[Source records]
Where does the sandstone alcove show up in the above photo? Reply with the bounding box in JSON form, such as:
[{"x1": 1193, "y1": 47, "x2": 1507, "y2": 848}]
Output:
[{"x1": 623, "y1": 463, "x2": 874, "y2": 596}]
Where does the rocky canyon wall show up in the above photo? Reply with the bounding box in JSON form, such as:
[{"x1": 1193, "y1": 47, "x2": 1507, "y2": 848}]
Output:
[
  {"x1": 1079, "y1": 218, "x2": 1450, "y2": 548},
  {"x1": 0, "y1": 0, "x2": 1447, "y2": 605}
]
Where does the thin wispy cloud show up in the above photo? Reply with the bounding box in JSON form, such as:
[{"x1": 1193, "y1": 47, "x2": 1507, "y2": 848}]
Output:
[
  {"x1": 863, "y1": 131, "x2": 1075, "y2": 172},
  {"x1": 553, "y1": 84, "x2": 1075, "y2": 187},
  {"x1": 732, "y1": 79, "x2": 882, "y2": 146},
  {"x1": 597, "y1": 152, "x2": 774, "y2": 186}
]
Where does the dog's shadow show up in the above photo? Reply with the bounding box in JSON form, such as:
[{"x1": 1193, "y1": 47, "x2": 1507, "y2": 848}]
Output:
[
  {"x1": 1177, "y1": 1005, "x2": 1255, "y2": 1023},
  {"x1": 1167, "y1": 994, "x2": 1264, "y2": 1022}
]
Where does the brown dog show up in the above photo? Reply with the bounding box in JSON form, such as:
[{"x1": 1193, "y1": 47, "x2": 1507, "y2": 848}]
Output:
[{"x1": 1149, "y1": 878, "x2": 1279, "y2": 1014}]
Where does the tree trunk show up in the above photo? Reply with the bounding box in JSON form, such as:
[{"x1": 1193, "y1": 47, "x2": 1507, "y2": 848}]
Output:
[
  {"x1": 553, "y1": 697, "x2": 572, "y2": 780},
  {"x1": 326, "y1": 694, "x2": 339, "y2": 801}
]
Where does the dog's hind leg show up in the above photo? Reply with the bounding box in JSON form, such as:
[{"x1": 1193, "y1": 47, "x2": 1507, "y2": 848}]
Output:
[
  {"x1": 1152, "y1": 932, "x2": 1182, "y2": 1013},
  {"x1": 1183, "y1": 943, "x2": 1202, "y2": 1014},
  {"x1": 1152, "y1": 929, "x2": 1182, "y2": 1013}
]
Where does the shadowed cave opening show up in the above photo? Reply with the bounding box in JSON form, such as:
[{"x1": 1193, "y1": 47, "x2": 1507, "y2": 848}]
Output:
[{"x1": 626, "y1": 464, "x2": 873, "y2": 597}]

- **DIRECTIONS FOR THIS TASK**: Only the lines from the one containing "Where does the dog's shadow" through the last line above belong in your answer. Retype them exactly.

- **OUTPUT OF THE EXERCISE**:
Where does the dog's shadow show up in the above photo? Reply with the bounding box in JSON form, such as:
[{"x1": 1193, "y1": 47, "x2": 1507, "y2": 848}]
Output:
[
  {"x1": 1177, "y1": 1005, "x2": 1255, "y2": 1023},
  {"x1": 1167, "y1": 994, "x2": 1264, "y2": 1022}
]
Where does the brown dog show up in the above photo? Reply with the bounding box in JSON form, such as:
[{"x1": 1193, "y1": 47, "x2": 1507, "y2": 848}]
Output:
[{"x1": 1149, "y1": 878, "x2": 1279, "y2": 1014}]
Where does the tree trunk show up in the above photo? Reply with the bounding box in JSON form, such as:
[{"x1": 1193, "y1": 47, "x2": 1507, "y2": 848}]
Output:
[
  {"x1": 553, "y1": 697, "x2": 572, "y2": 780},
  {"x1": 326, "y1": 694, "x2": 339, "y2": 801}
]
Where does the dog's hind leg show up in the above photo? Reply with the bounding box in JSON form, such as:
[{"x1": 1193, "y1": 47, "x2": 1507, "y2": 848}]
Output:
[
  {"x1": 1152, "y1": 932, "x2": 1182, "y2": 1013},
  {"x1": 1183, "y1": 943, "x2": 1202, "y2": 1014},
  {"x1": 1152, "y1": 929, "x2": 1182, "y2": 1013}
]
Where does the shadowed cave opening show up in the above photo? Reply with the bounding box in JSON form, such as:
[{"x1": 1193, "y1": 47, "x2": 1507, "y2": 848}]
Output:
[{"x1": 626, "y1": 464, "x2": 873, "y2": 597}]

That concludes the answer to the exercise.